>>>

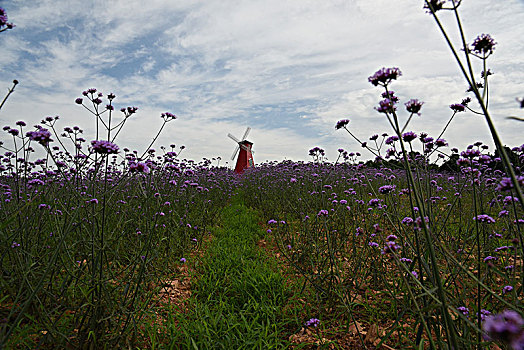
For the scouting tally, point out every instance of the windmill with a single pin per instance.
(245, 157)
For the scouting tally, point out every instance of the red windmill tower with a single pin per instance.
(245, 157)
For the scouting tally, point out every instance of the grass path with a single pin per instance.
(240, 299)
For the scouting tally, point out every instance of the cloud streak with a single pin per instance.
(288, 69)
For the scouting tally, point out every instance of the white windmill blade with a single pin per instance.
(233, 138)
(245, 134)
(235, 153)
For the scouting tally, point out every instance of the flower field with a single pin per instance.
(420, 247)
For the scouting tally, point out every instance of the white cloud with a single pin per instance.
(223, 65)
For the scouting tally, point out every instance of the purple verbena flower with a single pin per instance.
(341, 123)
(104, 147)
(384, 76)
(457, 107)
(506, 326)
(409, 136)
(42, 136)
(484, 218)
(414, 106)
(313, 322)
(483, 44)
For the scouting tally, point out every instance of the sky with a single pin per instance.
(289, 69)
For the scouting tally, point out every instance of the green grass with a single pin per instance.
(239, 298)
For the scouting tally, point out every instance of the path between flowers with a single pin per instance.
(239, 298)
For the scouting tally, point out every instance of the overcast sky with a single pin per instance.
(288, 69)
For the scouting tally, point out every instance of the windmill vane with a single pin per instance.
(245, 153)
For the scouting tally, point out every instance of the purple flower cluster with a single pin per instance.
(507, 327)
(409, 136)
(386, 189)
(414, 106)
(341, 123)
(312, 322)
(484, 218)
(457, 107)
(506, 184)
(3, 21)
(104, 147)
(483, 44)
(434, 5)
(384, 76)
(42, 136)
(139, 167)
(386, 106)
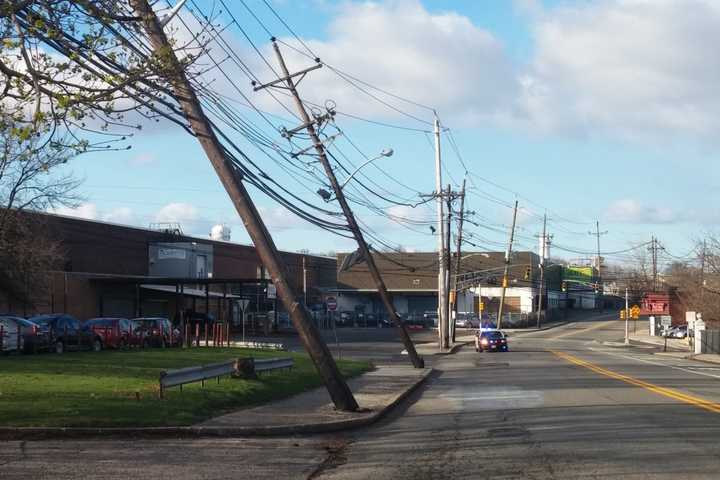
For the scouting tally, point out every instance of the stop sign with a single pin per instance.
(331, 303)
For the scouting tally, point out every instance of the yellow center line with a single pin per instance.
(603, 323)
(667, 392)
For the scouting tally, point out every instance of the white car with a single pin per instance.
(11, 338)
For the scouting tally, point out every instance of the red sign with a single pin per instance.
(655, 304)
(331, 303)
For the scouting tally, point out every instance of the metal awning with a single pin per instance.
(189, 292)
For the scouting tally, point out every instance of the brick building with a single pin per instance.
(115, 270)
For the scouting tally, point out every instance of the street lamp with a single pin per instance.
(387, 152)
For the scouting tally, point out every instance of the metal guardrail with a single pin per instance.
(268, 364)
(240, 367)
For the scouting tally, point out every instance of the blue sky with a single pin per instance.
(549, 103)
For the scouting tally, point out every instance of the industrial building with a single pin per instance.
(412, 279)
(116, 270)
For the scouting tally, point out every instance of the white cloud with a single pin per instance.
(121, 215)
(278, 218)
(634, 69)
(177, 213)
(142, 159)
(87, 211)
(632, 211)
(436, 59)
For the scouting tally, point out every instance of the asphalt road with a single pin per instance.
(570, 402)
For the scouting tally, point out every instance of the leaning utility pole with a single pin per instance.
(543, 249)
(309, 125)
(508, 252)
(458, 258)
(597, 233)
(442, 314)
(173, 71)
(653, 252)
(702, 275)
(448, 268)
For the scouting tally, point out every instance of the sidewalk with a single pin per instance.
(713, 358)
(677, 344)
(376, 392)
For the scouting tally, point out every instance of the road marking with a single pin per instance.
(667, 365)
(575, 332)
(667, 392)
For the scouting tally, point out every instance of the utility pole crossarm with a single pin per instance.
(173, 71)
(309, 125)
(279, 81)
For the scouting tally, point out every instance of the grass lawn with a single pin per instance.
(101, 389)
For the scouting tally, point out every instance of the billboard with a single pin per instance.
(578, 274)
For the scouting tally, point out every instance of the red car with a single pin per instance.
(157, 332)
(112, 333)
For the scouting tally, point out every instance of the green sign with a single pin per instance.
(578, 274)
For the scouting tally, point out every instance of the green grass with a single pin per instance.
(87, 389)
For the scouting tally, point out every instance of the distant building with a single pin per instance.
(412, 279)
(116, 270)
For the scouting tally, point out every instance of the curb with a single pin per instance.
(541, 329)
(43, 433)
(658, 345)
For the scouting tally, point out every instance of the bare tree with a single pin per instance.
(30, 179)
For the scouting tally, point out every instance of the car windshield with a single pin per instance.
(43, 319)
(493, 335)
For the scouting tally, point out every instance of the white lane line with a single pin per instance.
(656, 363)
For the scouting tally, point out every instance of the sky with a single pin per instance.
(585, 111)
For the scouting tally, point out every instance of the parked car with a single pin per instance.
(679, 332)
(157, 332)
(63, 332)
(34, 338)
(491, 341)
(11, 337)
(464, 320)
(112, 333)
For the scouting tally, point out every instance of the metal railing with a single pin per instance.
(247, 367)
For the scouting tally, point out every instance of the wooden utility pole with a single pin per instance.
(442, 317)
(702, 275)
(448, 268)
(173, 71)
(458, 257)
(653, 251)
(508, 253)
(597, 233)
(309, 125)
(543, 249)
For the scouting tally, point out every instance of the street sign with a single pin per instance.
(331, 303)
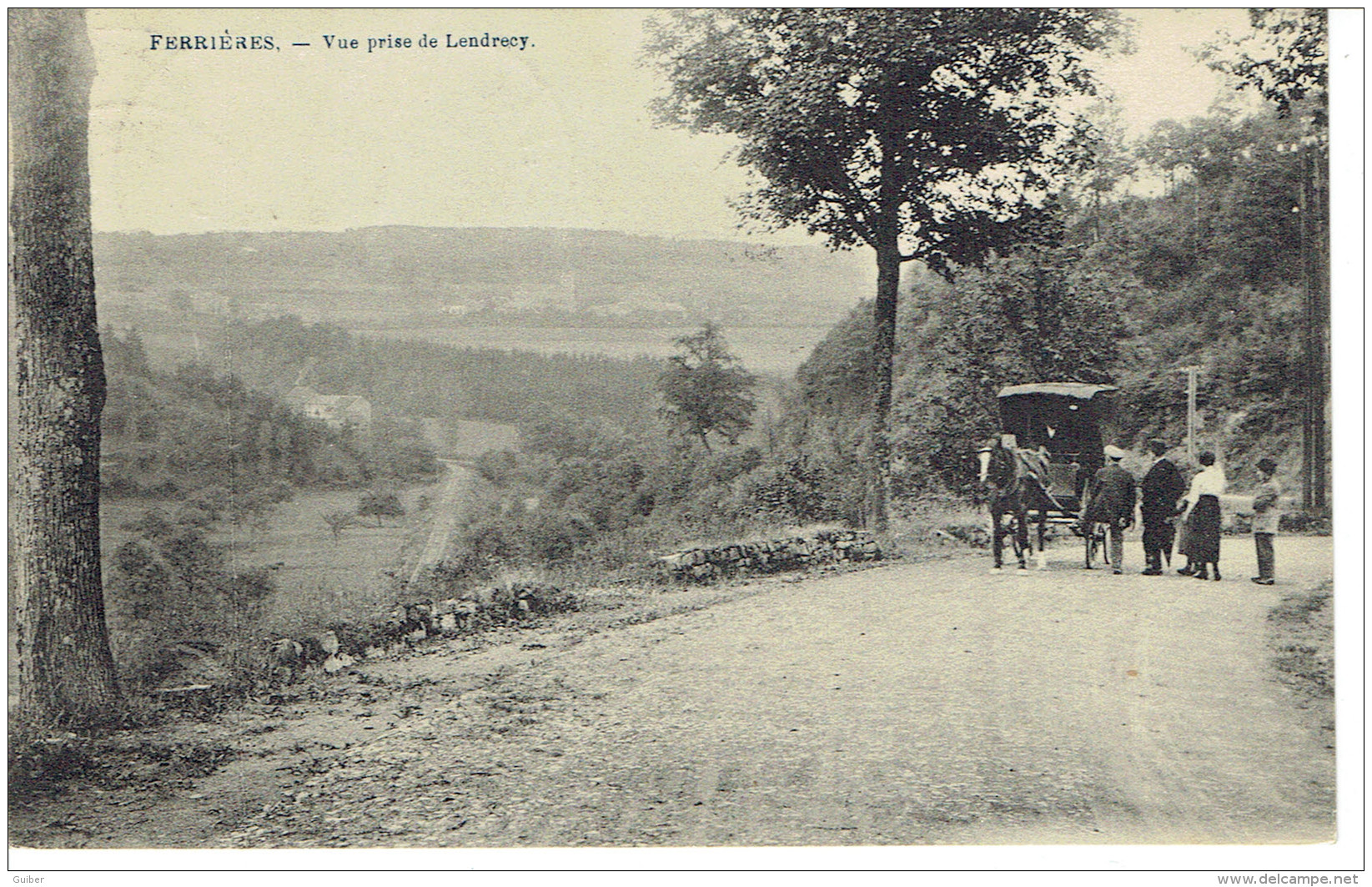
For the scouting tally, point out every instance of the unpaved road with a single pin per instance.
(910, 703)
(452, 500)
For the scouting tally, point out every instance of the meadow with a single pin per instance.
(319, 580)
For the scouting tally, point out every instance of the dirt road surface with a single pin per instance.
(903, 704)
(448, 508)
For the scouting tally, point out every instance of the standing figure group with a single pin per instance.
(1163, 500)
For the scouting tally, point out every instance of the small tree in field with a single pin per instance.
(338, 521)
(704, 389)
(380, 504)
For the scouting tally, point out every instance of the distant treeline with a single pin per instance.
(413, 378)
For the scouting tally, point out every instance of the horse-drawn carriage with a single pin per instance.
(1050, 446)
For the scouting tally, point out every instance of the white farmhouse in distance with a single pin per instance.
(336, 411)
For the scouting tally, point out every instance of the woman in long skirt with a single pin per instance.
(1202, 540)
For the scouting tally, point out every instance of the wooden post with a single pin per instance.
(1191, 410)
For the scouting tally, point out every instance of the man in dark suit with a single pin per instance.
(1110, 501)
(1161, 489)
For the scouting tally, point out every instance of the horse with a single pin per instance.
(1014, 481)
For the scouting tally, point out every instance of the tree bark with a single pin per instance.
(882, 360)
(66, 669)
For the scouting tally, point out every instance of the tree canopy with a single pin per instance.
(704, 389)
(932, 135)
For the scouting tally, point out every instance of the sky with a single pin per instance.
(553, 135)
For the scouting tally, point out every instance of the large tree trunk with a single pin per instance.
(882, 357)
(66, 670)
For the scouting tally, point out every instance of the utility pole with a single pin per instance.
(1312, 213)
(1191, 408)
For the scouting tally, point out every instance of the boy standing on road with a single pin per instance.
(1265, 518)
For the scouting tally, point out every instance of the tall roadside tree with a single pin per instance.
(66, 670)
(706, 391)
(1286, 58)
(929, 135)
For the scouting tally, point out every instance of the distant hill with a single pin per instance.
(457, 270)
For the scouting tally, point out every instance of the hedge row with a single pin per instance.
(772, 555)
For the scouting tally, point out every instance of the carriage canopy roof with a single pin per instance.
(1078, 391)
(1065, 418)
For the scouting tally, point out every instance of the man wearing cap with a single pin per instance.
(1110, 501)
(1158, 495)
(1265, 518)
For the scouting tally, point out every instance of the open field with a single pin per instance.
(319, 580)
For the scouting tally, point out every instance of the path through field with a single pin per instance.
(904, 704)
(448, 508)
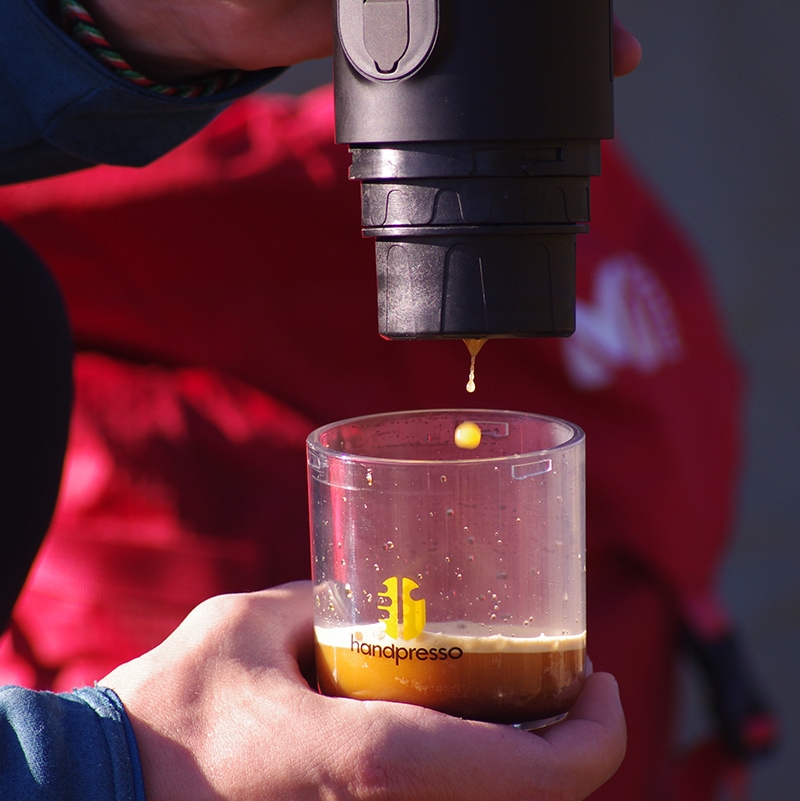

<<<

▸ **PROBLEM TO SOLVE**:
Filter the listing above down to the lines that contain the string "carriage", keeping each such line unchanged.

▸ **WRITTEN RESPONSE**:
For the scouting tally, point out every instance of the horse-drawn carriage with a single pin per instance.
For the scouting tally, point out every instance of the carriage canopy roof with a single pin per instance.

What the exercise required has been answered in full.